## START Material shown
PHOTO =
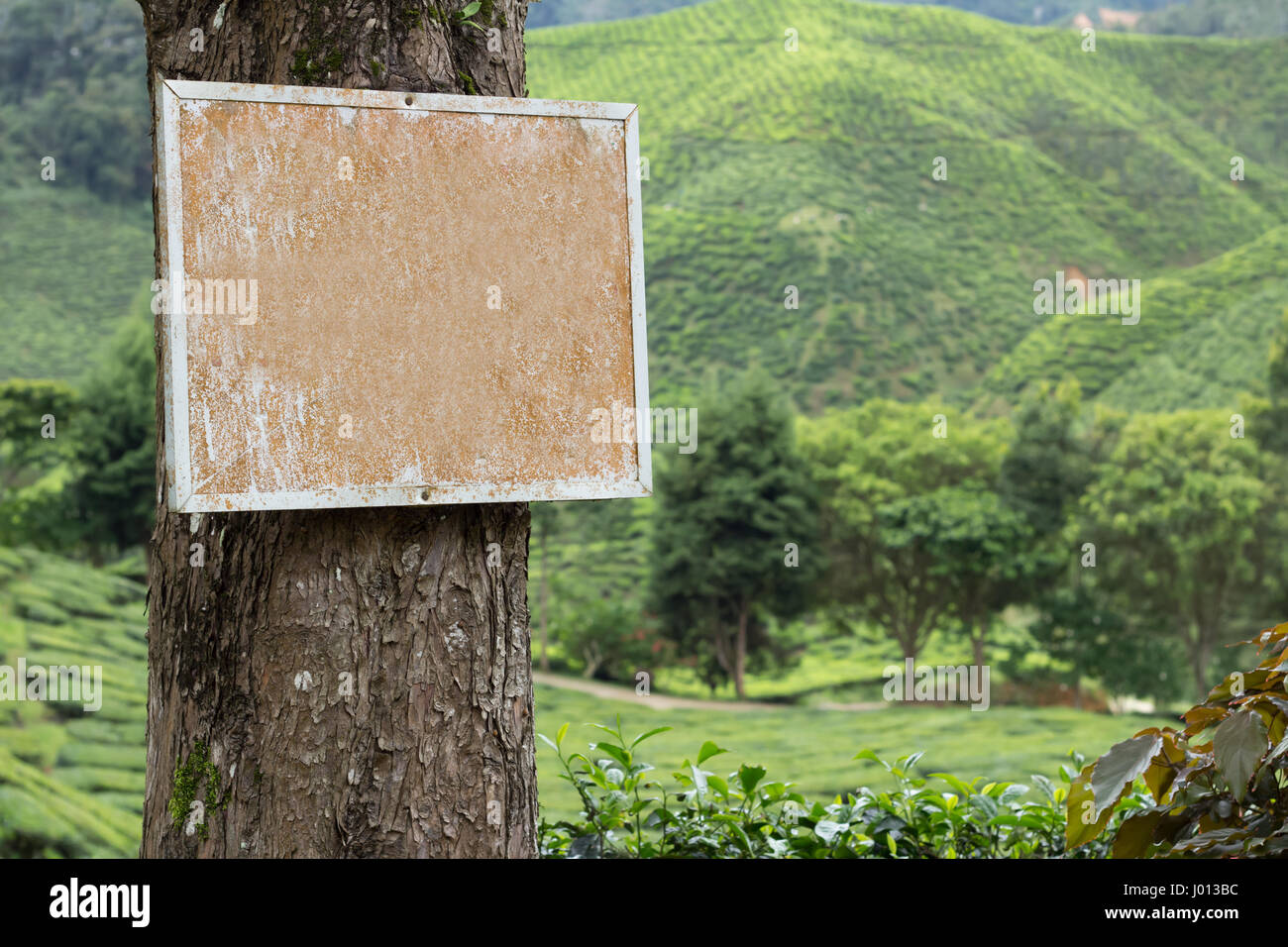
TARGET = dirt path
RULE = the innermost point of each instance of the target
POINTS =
(618, 692)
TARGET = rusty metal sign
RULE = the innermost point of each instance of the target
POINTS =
(376, 298)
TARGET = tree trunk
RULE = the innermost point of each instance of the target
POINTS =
(339, 684)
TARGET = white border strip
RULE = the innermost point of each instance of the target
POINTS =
(400, 101)
(181, 499)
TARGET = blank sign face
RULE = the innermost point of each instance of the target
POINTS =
(385, 298)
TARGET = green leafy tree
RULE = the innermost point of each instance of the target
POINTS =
(725, 517)
(1047, 467)
(1177, 518)
(114, 450)
(987, 554)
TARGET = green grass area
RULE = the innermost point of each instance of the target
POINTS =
## END Material shown
*Requirements*:
Duplicate the stretch of the data from the line containing "TARGET = blank sign face" through the final line of the data, reproducing each line without alteration.

*Task output*:
TARGET = blank sign face
RULE = the innermost point of each instance of the target
POINTS =
(385, 298)
TARGET = green leafy tree
RULE = the innermost point of each instance of the target
POINTS =
(725, 517)
(1047, 467)
(1177, 518)
(114, 450)
(987, 554)
TARGET = green grass area
RULE = the innermost point of each instance of the target
POINTS =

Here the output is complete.